§ Task statement: Reproduce every record below exactly as written, leaving out any pictures.

--- Begin Stored records ---

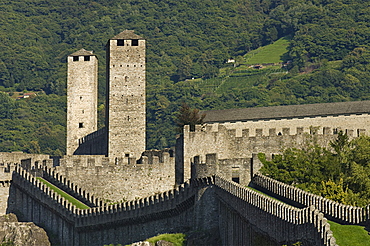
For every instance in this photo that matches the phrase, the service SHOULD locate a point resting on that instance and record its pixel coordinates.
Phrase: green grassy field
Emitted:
(71, 199)
(272, 53)
(350, 235)
(231, 78)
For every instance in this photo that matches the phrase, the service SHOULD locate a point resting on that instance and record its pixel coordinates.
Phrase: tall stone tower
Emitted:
(82, 97)
(125, 106)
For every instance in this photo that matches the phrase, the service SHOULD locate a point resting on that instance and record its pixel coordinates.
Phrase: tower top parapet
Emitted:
(127, 34)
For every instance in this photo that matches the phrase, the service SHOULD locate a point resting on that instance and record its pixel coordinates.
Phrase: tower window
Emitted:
(135, 42)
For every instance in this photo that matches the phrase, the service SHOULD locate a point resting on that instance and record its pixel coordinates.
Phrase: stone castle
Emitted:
(133, 193)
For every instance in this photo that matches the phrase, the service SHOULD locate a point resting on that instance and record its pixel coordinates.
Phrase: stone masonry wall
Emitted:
(171, 211)
(8, 162)
(120, 179)
(240, 170)
(82, 97)
(239, 139)
(125, 115)
(334, 210)
(189, 207)
(281, 222)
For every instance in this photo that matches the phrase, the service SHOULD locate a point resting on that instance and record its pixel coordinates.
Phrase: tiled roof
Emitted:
(127, 34)
(82, 52)
(287, 112)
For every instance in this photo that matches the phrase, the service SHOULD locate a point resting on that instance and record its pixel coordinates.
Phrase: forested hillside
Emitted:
(328, 57)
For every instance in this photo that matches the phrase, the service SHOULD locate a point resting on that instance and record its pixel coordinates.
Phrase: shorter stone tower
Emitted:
(125, 106)
(82, 97)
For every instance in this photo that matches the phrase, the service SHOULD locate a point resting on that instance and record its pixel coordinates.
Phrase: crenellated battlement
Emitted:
(176, 206)
(70, 188)
(121, 178)
(244, 130)
(92, 136)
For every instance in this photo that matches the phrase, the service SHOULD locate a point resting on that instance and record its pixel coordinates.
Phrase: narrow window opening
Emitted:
(135, 42)
(120, 42)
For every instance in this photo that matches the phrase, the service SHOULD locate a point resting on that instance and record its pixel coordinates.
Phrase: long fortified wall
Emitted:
(8, 162)
(127, 222)
(121, 178)
(240, 139)
(191, 206)
(94, 143)
(283, 223)
(333, 210)
(239, 170)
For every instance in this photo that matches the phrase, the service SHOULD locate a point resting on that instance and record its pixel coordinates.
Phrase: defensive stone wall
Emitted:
(239, 170)
(8, 163)
(70, 188)
(239, 139)
(333, 210)
(171, 211)
(178, 210)
(121, 178)
(283, 223)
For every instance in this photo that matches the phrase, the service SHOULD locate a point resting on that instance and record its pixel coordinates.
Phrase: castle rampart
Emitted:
(178, 210)
(238, 140)
(333, 210)
(281, 222)
(121, 178)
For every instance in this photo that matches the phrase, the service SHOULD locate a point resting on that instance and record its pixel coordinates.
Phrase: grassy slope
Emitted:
(243, 76)
(71, 199)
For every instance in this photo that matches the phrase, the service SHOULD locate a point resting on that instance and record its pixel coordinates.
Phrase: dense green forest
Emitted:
(328, 58)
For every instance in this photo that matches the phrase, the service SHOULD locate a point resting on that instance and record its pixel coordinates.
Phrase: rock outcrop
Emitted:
(21, 233)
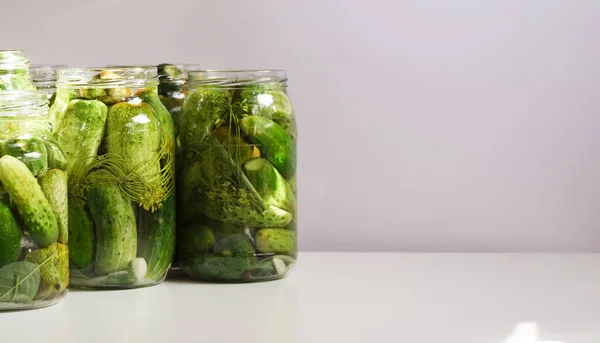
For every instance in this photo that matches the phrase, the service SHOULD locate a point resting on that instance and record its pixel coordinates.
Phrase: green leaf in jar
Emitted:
(19, 282)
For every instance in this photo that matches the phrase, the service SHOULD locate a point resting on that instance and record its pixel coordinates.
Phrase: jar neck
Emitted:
(130, 77)
(14, 62)
(276, 79)
(25, 111)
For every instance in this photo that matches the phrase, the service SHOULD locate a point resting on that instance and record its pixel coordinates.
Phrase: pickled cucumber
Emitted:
(54, 270)
(81, 132)
(277, 241)
(29, 150)
(10, 236)
(24, 190)
(273, 142)
(54, 187)
(82, 235)
(114, 219)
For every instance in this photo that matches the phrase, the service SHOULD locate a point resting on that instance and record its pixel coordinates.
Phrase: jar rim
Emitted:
(237, 77)
(45, 72)
(13, 59)
(182, 72)
(107, 77)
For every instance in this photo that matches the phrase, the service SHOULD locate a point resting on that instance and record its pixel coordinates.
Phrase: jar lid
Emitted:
(237, 77)
(107, 77)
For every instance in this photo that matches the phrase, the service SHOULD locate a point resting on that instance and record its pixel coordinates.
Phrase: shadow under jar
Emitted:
(120, 147)
(34, 256)
(237, 211)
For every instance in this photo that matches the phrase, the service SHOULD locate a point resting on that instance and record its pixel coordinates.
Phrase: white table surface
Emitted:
(345, 297)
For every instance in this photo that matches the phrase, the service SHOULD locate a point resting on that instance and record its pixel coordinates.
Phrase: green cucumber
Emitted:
(54, 187)
(236, 147)
(10, 236)
(187, 191)
(238, 211)
(30, 150)
(82, 235)
(213, 267)
(233, 254)
(270, 185)
(156, 238)
(61, 101)
(273, 142)
(162, 113)
(202, 111)
(269, 103)
(114, 219)
(56, 157)
(54, 269)
(27, 195)
(81, 132)
(133, 134)
(276, 241)
(132, 275)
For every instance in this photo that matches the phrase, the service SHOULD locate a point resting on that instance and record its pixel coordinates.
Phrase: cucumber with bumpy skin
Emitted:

--- End Stored records ---

§ Solved problem:
For every instance in this photo that matches the phrase, the service SHOULD locate a point resting on that instance and record its pixel coordinates.
Phrase: green grassy field
Emitted:
(71, 199)
(272, 53)
(350, 235)
(231, 78)
For every instance in this photo that matches the phrase, the service SHOULD locate a point resting on that instance and record its pixel coordinates.
Phrase: tall stone tower
Emitted:
(82, 97)
(125, 106)
For every instance in this photo that matches the phrase, the service SHOULD locate a point resting on that instance and record its pixel coordinates.
Phrase: tower top parapet
Emitted:
(127, 34)
For every instance in this photo that matches the phrase, the service SHOULD locate a point resting on that instance and record its pixel coordinates.
Phrase: tower window
Emitted:
(135, 42)
For every instance in this photo that matches the phrase, the service SHOULD locate a point resting on that instance and record its pixel coordinates.
Phrase: stone castle
Emitted:
(133, 193)
For every instance in this photo that matches the phrase, the service SHOULD locate a point resting on that instance and record its pixel coordinates.
Phrase: stone masonry wall
Emitted:
(171, 211)
(8, 162)
(120, 179)
(240, 170)
(82, 97)
(239, 139)
(125, 115)
(334, 210)
(189, 207)
(281, 222)
For every instance in this photo that matches the phrase, the service SHOULD locate a point resting on that instance and record its pixel coordinates.
Phrase: tiled roof
Emitted:
(127, 34)
(82, 52)
(287, 112)
For every instance in this photo that matches the phrase, the service SHOULD locate a point resting on that instance and record its pixel coordinates.
Phrase: forested hillside
Emitted:
(328, 57)
For every instance in this photo that matches the phrase, the service SHOULD locate a point resting on that instance and record its pixel coordinates.
Phrase: shorter stone tower
Emitted:
(125, 106)
(82, 97)
For every instance in this photo that matches the phrase, the service SHOULD locate a point resting on that instance and record its pixel coordinates.
Phrase: crenellated battlement
Emitted:
(176, 206)
(70, 188)
(121, 178)
(244, 130)
(92, 136)
For every instance in this photo that matches the phrase, the service SHOULD locate a point resting on that instance and record its pixel coordinates.
Phrase: narrow window opening
Emitted:
(135, 42)
(120, 42)
For every instance in this photo that matches the phrase, the service SHOULD locate a point resting on that instance and record its pixel coordinates.
Phrase: long fortified wall
Emitted:
(8, 162)
(127, 222)
(121, 178)
(240, 139)
(191, 206)
(94, 143)
(283, 223)
(333, 210)
(239, 170)
For every instance in this photo that matches the phrase, the service SHOULD locate a point resting on that instance and record its pixel coordinates.
Phrase: defensive stone wall
Emitted:
(239, 170)
(8, 163)
(70, 188)
(239, 139)
(333, 210)
(171, 211)
(178, 210)
(121, 178)
(283, 223)
For every instance in this photo that matches the phrase, the service SHOULD locate a point resting on that instance and record its pixel coordinates.
Phrase: castle rampart
Emitted:
(178, 210)
(238, 140)
(333, 210)
(281, 222)
(121, 178)
For every instance in this photo that matches the phrase, the service SHOULD locate a point resting on that instance and record its pixel coordinates.
Phrase: grassy slope
Emitted:
(243, 76)
(71, 199)
For every instance in this photo that matches the phrase, the service SHOULD locate a point resting on that instance and record its pixel coordinates.
Phrase: dense green forest
Emitted:
(328, 58)
For every instance in this photo that matches the phrase, the service SHOULD locate a point resting on that instance and record its pixel coordinates.
Phrase: rock outcrop
Emitted:
(21, 233)
For every instance in this photo that matches the phrase, the service SHOULD locate a point resting on that instance and record its pixel coordinates.
Phrase: green leaf in jar
Emitted:
(19, 282)
For every instance in this photo that matches the phrase, the service SHOULD locate a point resting on that instance and record its pixel coordinates.
Phrase: jar neck
Emitted:
(130, 77)
(14, 62)
(276, 79)
(25, 111)
For every instance in this photo that matches the phrase, the service SHOULD locate a point resting on that instance and record its pixel coordinates.
Phrase: pickled cucumber
Emitted:
(54, 270)
(81, 132)
(277, 241)
(29, 150)
(10, 236)
(24, 190)
(273, 142)
(54, 187)
(82, 235)
(114, 219)
For every instance in this photo that matches the phrase, the service SHOULD locate a point resting on that instance and record its pixel coordinates.
Phrase: jar rim
Emitted:
(237, 77)
(45, 72)
(13, 59)
(182, 72)
(107, 77)
For every instance in this photo that matches the phrase, the service SHOULD locate a point resting on that instance and record its pixel coordinates.
Phrase: jar lid
Emitted:
(237, 77)
(107, 77)
For every instance in this photo that matches the phrase, the service SHOULD locate a point resting on that instance and record its pixel coordinates.
Phrase: shadow under jar
Emitted:
(120, 147)
(34, 256)
(237, 211)
For every instance in this photo that matches the phrase, the service SHOULD locate a point resting on that instance and record its pixel coordinates.
Phrase: white table surface
Emitted:
(345, 297)
For every instance in this photo that matches the phrase, the service SHOULD locate a point resting on that instance and record its pixel coordinates.
Phrase: green cucumber
Emitted:
(54, 187)
(236, 147)
(10, 236)
(187, 191)
(238, 211)
(30, 150)
(82, 235)
(213, 267)
(233, 254)
(270, 185)
(156, 238)
(61, 101)
(273, 142)
(162, 113)
(202, 111)
(269, 103)
(114, 219)
(56, 157)
(54, 269)
(27, 195)
(81, 132)
(133, 134)
(276, 241)
(132, 275)
For every instance in this photo that matches the phrase, the service SHOULD locate a point resting on that instance and record its pixel coordinates.
Phrase: cucumber with bumpy skin
Emitted:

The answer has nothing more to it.